Curiously, “the case of the Czech diplomats,” aka “the case of the Czech spies,” coincided in time with the government-instigated scuffles on May 9 in Lviv. Even though there seems to be no direct link between the two events, the quickness with which the ruling party reacted suggests that Yanukovych wanted to do at least something to please his Moscow patrons. This is one of the many possible scenarios: punish both nationalist culprits and representatives of Europe.
If this is not a case of non-science fiction (something the SBU has been churning out during Yanukovych’s presidency) and if the Czechs were indeed interested in the rocket research Ukraine is doing for Russia, the Kremlin would have to appreciate the diligence of Yanukovych's team. This would send a powerful signal to Moscow: even though we are formally playing the Europe-and-Russia game and say were are preparing to join Europe, you know that in reality we are championing our common cause, which is to extend the “Russian World” across all of Ukraine.
Notably, Czech Foreign Minister Karel Schwarzenberg said that the diplomatic expulsion was “most likely revenge” on the Czech Republic for granting asylum to Bohdan Danylyshyn, the former economy minister the Yulia Tymoshenko government. This is the second scenario, which is supported by the fact that several days ago a new international NGO, Ukraine’s European Prospect, was launched in Prague. One of its main objectives is to rally Ukrainian citizens around the European system of values. Among its leaders is Danylyshyn, whom Yanukovych’s regime would rather see in a prison cell next to former Interior Minister Yuriy Lutsenko.
The third version is that the Ukrainian government was spurred into action by Prague gradually taking over the functions Warsaw voluntarily performed for Ukraine almost throughout its independence. As Poland, led by Prime Minister Donald Tusk, started to scale down its cooperation with Ukraine and its civic society, the Czech Republic stepped up its efforts.
One proof of this is that Danylyshyn applied for political asylum in Prague rather than Warsaw. Considering how closely Poland had cooperated with Ukraine, Warsaw would seem to be his top option, but Danylyshyn must have feared that Poland could turn him down to avoid irking Moscow, whose puppets are running the show in Ukraine today.
Democracy in Ukraine is beginning to receive most of its support from Prague rather than Warsaw. Russia has not been able to influence the Czech Republic as much as Poland. In general, the diplomatic conflict may have far-reaching consequences, because it clearly undermines the friendly relations and understanding Ukraine has had with the Czech Republic over the past 20 years.

--------------------

> [To do]:
a: In the article on the Czech diplomats case, which Czech official called the diplomatic expulsion "most likely revenge"?
b: Rewrite the part of the article on the Czech diplomats case starting with "The third version" and going on through "in Ukraine today.", with "scale down" replaced by "reduce".
Rely on the article on the Czech diplomats case and nothing else.

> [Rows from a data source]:
--------------------

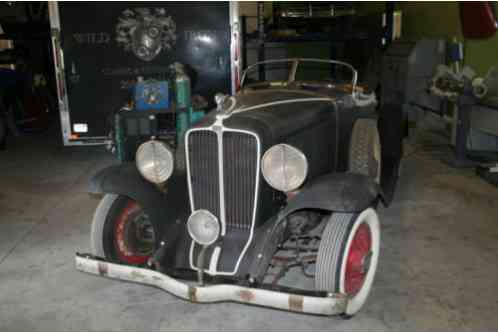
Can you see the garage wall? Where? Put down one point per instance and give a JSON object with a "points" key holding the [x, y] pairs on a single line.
{"points": [[441, 19]]}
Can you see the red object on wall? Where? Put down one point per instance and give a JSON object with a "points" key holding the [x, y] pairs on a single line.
{"points": [[478, 19]]}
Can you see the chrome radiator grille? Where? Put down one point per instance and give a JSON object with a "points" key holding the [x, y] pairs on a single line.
{"points": [[203, 167], [239, 169]]}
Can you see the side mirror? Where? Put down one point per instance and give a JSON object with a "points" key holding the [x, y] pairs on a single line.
{"points": [[478, 19]]}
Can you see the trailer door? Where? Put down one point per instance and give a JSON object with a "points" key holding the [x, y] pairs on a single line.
{"points": [[106, 46]]}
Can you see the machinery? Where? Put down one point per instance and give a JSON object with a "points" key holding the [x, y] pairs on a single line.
{"points": [[161, 110], [101, 48]]}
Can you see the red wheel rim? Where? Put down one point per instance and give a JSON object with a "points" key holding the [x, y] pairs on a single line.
{"points": [[126, 220], [358, 260]]}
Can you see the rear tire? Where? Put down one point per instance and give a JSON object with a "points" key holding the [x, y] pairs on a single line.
{"points": [[365, 149], [348, 255], [121, 231]]}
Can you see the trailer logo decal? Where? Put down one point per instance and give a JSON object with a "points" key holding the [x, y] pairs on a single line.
{"points": [[146, 32]]}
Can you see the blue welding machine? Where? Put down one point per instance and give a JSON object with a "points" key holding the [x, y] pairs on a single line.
{"points": [[151, 95]]}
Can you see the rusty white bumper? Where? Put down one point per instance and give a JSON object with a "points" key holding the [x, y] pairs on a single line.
{"points": [[329, 305]]}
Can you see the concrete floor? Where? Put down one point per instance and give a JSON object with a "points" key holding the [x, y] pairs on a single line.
{"points": [[437, 271]]}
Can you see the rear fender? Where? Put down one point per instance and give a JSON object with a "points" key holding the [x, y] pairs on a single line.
{"points": [[338, 192]]}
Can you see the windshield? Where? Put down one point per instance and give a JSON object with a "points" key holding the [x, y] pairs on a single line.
{"points": [[285, 71]]}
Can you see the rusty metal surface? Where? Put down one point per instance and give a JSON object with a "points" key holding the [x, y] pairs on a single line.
{"points": [[321, 305], [296, 303]]}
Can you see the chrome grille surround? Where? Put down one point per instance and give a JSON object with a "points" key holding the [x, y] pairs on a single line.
{"points": [[219, 130]]}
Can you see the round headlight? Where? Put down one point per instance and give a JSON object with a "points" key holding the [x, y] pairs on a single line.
{"points": [[284, 167], [203, 227], [154, 160]]}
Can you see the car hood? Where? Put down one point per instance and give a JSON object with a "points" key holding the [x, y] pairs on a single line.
{"points": [[294, 110]]}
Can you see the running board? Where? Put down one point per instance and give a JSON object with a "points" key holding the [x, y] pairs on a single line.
{"points": [[333, 304]]}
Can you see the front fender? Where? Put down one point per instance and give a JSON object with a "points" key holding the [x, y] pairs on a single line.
{"points": [[342, 192], [165, 208]]}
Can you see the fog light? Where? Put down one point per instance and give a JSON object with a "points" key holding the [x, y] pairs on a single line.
{"points": [[203, 227], [154, 160], [284, 167]]}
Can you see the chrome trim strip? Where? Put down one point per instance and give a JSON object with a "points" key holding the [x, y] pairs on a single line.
{"points": [[234, 44], [218, 126], [331, 304]]}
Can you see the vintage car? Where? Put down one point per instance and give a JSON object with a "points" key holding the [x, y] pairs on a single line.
{"points": [[282, 178]]}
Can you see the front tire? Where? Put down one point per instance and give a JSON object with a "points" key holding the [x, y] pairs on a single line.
{"points": [[348, 255], [121, 231]]}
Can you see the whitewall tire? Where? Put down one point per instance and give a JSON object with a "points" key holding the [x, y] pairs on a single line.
{"points": [[348, 255]]}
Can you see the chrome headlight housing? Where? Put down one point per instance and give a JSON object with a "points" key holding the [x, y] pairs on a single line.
{"points": [[203, 227], [284, 167], [155, 161]]}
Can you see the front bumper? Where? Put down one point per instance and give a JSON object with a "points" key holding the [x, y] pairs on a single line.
{"points": [[332, 304]]}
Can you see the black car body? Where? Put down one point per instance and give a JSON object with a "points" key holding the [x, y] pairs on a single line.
{"points": [[283, 174]]}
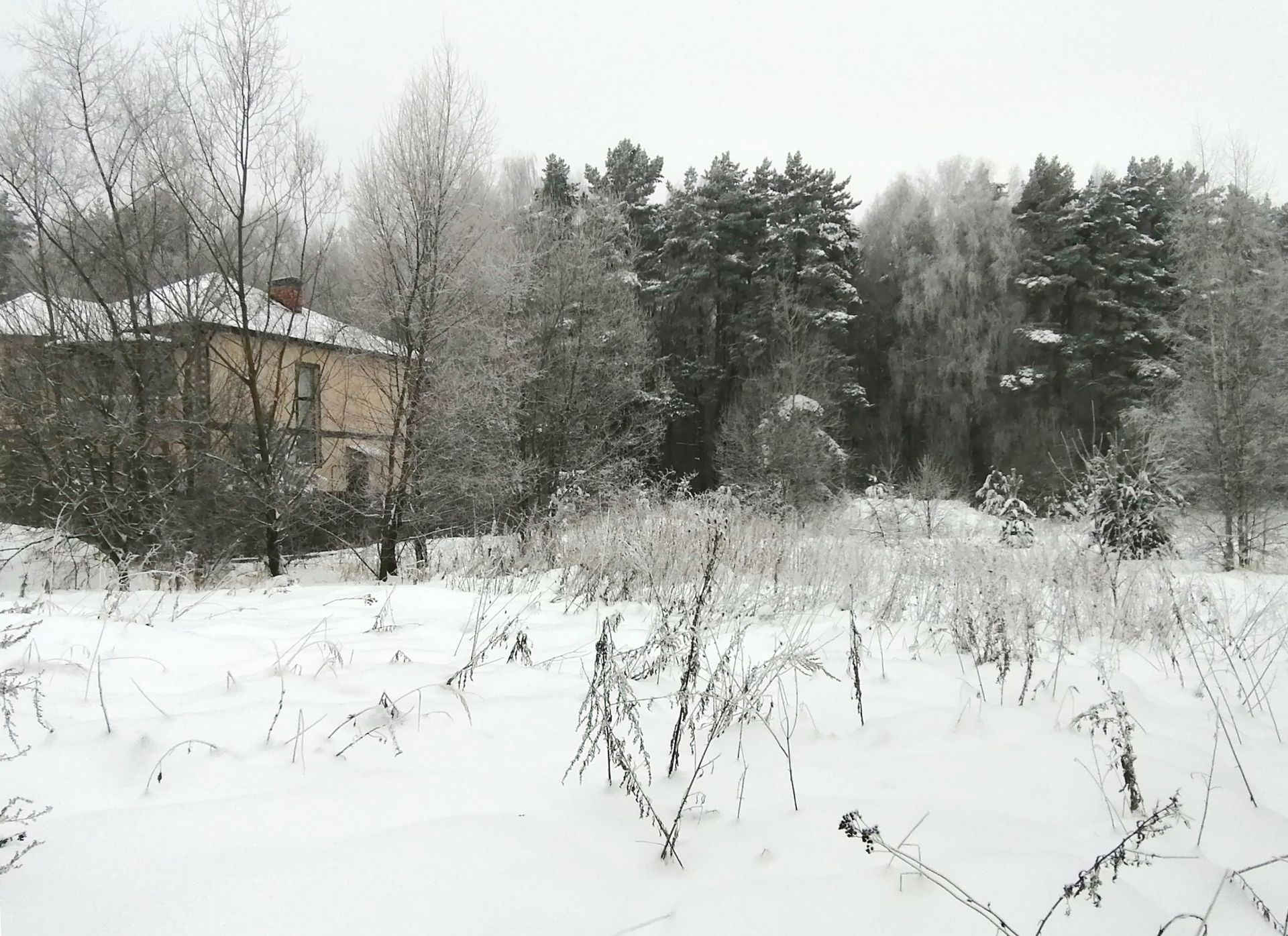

--------------------

> [List of solutions]:
a: Czech Foreign Minister Karel Schwarzenberg.

b:
The third version is that the Ukrainian government was spurred into action by Prague gradually taking over the functions Warsaw voluntarily performed for Ukraine almost throughout its independence. As Poland, led by Prime Minister Donald Tusk, started to reduce its cooperation with Ukraine and its civic society, the Czech Republic stepped up its efforts.
One proof of this is that Danylyshyn applied for political asylum in Prague rather than Warsaw. Considering how closely Poland had cooperated with Ukraine, Warsaw would seem to be his top option, but Danylyshyn must have feared that Poland could turn him down to avoid irking Moscow, whose puppets are running the show in Ukraine today.